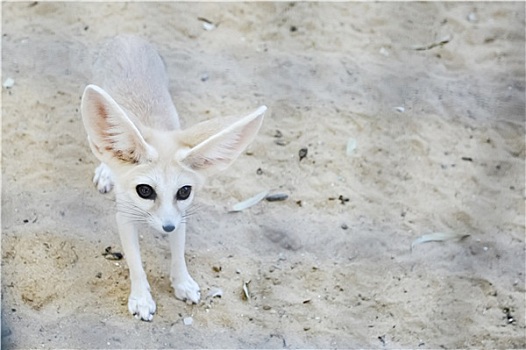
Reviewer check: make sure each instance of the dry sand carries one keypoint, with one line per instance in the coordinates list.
(433, 95)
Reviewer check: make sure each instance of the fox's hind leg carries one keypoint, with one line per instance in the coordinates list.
(103, 178)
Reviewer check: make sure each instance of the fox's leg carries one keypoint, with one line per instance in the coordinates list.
(185, 288)
(103, 178)
(140, 302)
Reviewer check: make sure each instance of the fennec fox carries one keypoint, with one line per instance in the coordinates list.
(133, 129)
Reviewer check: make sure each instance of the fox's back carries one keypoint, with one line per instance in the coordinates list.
(133, 73)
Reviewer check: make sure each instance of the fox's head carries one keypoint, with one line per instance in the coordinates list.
(156, 172)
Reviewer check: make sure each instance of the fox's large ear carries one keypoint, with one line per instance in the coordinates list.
(112, 135)
(214, 144)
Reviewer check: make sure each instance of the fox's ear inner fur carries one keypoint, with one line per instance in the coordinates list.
(213, 145)
(112, 135)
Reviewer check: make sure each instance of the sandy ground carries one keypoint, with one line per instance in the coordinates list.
(433, 96)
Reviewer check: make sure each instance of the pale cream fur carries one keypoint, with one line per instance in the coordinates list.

○ ○ ○ ○

WORK ITEM :: Without any pictures, output the entries above exactly as they appear.

RESPONSE FOR THIS EXERCISE ::
Reviewer check: make sure each instance of the dry sand carries one keypoint, with one line per instance in the coordinates list.
(433, 95)
Reviewer check: make sure each instance of the fox's hind leg carries one keypoint, with one line per instance in the coordinates list.
(103, 178)
Reviewer check: make sure each instance of the fox's leg carries one keypoint, with one line per instance in the coordinates list.
(185, 288)
(103, 178)
(140, 302)
Reviewer check: make sure each instance of the fennec fox carries one keypoint, with one line per instance in the coordinates list.
(133, 129)
Reviewer check: make sure each instance of the fox's back carries one keypoint, with one line per instance in the coordinates list.
(133, 73)
Reviewer check: make sure each instance of the fox's head carries one keypoint, with one line per instance in the coordinates list.
(156, 172)
Reviewer check: make sure each instance of the fox's large ear carries one keypoint, with one line per instance in the coordinates list.
(112, 135)
(214, 144)
Reviewer check: make sure each instance of the fox's ear inner fur carries one keypoint, with one line per instance in the coordinates list.
(213, 145)
(112, 135)
Reviewer check: make sure each instance of the sandy ground carries one keypoint, with one line per instance in the coordinates list.
(433, 96)
Reviewer check: make sure each instance of the pale cream fur carries one keypoint, with one line per instance in the coordinates list.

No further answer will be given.